原文 =>
- - - -

大入賞装置33は、始動口28の下方に配設されている。ここで、大入賞装置33は、帯状に開口された大入賞口33aと、この大入賞口33aを開放・閉鎖する開閉板33bと、この開閉板33bを開閉するための大入賞口ソレノイド33c(図4参照)と、遊技球の入球を検知する入球検知スイッチ33s(図4参照)とから主に構成されている。
大入賞装置33の左斜め上方と右斜め上方には、左入賞口34〜37が設けられている。これらの内部には、それぞれ入賞口入球検知スイッチ(図示せず)が設けられている。
第1装飾部材50には、複数のLEDが設けられており、これらのLEDの組合せにより、普通図柄表示部51、普図保留表示部52、特別図柄保留表示部53が構成されている。同様に第2装飾部材60には、複数のLEDが設けられており、これらのLEDの組合せにより、特別図柄表示部61が構成されている。
普通図柄表示部51は、1個のLEDから構成されており、このLEDにより普通図柄の表示が行われる。普通図柄表示部51では、普通図柄の変動表示及び停止表示が行われる。普通図柄表示部51では、普通図柄作動ゲート27を遊技球が通過することにより普通図柄が変動開始し、所定時間経過後に普通図柄が当り普通図柄の表示態様あるいは外れ普通図柄の表示態様で停止表示される。そして、普通図柄が予め設定された当り普通図柄の表示態様で停止表示すると、第2始動口28bが所定時間(例えば0.1秒)だけ開放される。
本実施例では、普通図柄当否判定用乱数が用意されており、遊技球が普通図柄作動ゲート27を通過した際に、第2始動口28bを作動させるか否かの普通図柄当否判定に用いられる。普通図柄当否判定用乱数には、予め当り値が設定されており、遊技球が普通図柄作動ゲート27を通過したタイミングで取得された普通図柄当否判定用乱数が当り値と一致する場合に当りと判定される。そして、当りと判定された場合には、普通図柄表示部51で停止表示される普通図柄は、当り普通図柄の表示態様に決定される。一方、外れと判定された場合には、普通図柄表示部51で停止表示される普通図柄は外れ普通図柄の表示態様に決定される。なお、普通図柄当否判定および普通図柄の停止図柄の決定は、後述の主制御基板200のCPU200aによって行われる。
ここで、普通図柄の保留について説明する。普図保留表示部52には普通図柄保留数が表示され、普通図柄作動ゲート27を通過した遊技球の数を最大保留数(本実施例では4個)まで保留可能となっている。そして、次回の普通図柄当否判定が行われ普通図柄の変動表示が開始する毎に、未始動回数(保留数)が消化され、普通図柄保留数が1個ずつ減少する。普図保留表示部52は2つのLEDからなり、2個のLEDの消灯、点灯、および点滅を組み合わせることで、4個を上限として保留数を表示することができる。普通図柄の保留および保留消化は、後述の主制御基板200のCPU200aによって行われる。普通図柄の保留に伴って、普通図柄当否判定用乱数が主制御基板200のRAMの所定領域に記憶される。

- - - -

記録一覧 =>
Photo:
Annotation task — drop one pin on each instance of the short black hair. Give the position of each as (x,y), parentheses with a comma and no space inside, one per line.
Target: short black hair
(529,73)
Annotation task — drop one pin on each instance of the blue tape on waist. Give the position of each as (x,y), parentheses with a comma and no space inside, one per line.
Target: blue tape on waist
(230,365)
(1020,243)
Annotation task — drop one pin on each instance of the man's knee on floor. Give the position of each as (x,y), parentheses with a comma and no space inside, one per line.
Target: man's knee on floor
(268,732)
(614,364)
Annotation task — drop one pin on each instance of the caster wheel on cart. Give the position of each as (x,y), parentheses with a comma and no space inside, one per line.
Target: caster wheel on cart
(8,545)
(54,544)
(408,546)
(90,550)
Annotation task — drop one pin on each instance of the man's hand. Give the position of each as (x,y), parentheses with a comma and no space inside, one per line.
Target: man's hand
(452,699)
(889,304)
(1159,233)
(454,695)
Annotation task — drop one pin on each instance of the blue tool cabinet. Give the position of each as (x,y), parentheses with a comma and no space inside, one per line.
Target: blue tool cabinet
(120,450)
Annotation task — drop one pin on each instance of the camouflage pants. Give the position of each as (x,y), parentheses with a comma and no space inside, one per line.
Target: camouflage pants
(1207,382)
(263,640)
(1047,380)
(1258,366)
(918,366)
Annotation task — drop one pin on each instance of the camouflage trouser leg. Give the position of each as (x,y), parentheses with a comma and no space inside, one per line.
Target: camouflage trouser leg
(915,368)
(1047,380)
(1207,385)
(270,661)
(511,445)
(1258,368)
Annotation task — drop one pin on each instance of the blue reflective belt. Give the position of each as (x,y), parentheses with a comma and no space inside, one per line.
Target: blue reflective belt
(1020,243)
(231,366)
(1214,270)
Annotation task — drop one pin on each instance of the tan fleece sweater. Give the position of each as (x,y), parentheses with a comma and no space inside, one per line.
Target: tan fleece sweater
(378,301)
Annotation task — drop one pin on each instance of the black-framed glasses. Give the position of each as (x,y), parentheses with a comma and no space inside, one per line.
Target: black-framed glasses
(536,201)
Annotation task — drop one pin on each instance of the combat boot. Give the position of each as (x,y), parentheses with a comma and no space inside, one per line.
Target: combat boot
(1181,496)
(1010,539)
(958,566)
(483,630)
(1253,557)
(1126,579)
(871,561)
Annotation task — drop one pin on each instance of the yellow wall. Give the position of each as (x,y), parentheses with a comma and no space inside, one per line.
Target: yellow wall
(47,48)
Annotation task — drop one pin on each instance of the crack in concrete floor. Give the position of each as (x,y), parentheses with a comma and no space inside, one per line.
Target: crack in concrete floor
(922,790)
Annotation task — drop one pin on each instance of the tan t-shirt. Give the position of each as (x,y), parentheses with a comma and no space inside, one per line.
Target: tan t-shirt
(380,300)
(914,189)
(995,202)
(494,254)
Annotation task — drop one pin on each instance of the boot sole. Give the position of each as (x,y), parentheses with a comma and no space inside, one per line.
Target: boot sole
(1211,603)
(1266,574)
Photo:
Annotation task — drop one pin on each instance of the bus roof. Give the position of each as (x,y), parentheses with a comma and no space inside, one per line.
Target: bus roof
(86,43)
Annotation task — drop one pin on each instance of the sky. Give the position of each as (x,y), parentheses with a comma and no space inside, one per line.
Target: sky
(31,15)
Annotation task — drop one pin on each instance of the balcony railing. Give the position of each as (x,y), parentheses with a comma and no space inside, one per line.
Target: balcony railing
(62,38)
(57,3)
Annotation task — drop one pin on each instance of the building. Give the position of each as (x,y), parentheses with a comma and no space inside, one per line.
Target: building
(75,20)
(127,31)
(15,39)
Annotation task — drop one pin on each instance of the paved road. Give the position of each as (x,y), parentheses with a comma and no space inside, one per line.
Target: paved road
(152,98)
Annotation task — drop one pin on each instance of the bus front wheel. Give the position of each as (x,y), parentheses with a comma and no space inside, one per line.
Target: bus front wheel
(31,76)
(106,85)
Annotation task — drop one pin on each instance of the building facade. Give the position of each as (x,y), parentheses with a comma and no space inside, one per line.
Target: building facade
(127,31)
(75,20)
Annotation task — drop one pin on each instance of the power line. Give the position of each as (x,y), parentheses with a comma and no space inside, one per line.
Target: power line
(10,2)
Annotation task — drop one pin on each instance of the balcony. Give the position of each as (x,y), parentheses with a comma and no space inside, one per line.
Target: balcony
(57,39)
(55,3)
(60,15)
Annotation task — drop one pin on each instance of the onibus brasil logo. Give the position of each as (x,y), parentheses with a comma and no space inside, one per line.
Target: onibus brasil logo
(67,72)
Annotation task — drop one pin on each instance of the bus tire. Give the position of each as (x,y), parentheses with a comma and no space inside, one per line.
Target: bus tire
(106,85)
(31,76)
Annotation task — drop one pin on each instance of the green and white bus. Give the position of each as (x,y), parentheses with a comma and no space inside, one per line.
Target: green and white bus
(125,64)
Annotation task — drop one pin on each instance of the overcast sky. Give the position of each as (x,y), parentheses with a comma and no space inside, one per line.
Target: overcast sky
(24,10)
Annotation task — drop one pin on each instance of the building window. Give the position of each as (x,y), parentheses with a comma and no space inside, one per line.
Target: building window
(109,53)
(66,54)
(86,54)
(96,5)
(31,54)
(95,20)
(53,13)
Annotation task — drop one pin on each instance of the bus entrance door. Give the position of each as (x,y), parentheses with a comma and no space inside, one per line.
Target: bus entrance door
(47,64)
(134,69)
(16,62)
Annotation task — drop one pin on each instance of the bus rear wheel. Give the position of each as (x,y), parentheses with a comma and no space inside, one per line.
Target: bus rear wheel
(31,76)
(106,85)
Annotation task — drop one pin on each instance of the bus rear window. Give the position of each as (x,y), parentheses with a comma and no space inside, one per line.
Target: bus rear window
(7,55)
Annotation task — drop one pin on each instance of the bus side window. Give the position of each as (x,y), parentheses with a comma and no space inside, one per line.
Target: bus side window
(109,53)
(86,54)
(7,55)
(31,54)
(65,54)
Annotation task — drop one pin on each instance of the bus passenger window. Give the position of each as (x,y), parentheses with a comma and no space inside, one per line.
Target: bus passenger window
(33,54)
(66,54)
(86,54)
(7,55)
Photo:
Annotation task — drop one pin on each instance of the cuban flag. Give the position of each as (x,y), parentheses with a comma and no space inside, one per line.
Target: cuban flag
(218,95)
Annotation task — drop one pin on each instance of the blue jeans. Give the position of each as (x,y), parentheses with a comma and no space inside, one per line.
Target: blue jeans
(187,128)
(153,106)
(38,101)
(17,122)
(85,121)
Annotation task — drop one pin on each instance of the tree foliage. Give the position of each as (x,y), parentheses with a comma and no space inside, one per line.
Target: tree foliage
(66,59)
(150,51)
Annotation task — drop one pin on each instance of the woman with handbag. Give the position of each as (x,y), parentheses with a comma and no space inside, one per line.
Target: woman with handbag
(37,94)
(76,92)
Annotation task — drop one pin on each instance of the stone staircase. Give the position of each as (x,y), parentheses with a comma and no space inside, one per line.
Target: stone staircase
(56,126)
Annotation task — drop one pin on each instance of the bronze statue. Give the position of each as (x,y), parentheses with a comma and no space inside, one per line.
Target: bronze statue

- - - -

問題 => 原文の「普通図柄表示部51は、1個の」から「ば0.1秒)だけ開放される。」までを一字一句変えずに出力せよ。 記録は原文とは別個の資料である。

解答 =>
普通図柄表示部51は、1個のLEDから構成されており、このLEDにより普通図柄の表示が行われる。普通図柄表示部51では、普通図柄の変動表示及び停止表示が行われる。普通図柄表示部51では、普通図柄作動ゲート27を遊技球が通過することにより普通図柄が変動開始し、所定時間経過後に普通図柄が当り普通図柄の表示態様あるいは外れ普通図柄の表示態様で停止表示される。そして、普通図柄が予め設定された当り普通図柄の表示態様で停止表示すると、第2始動口28bが所定時間(例えば0.1秒)だけ開放される。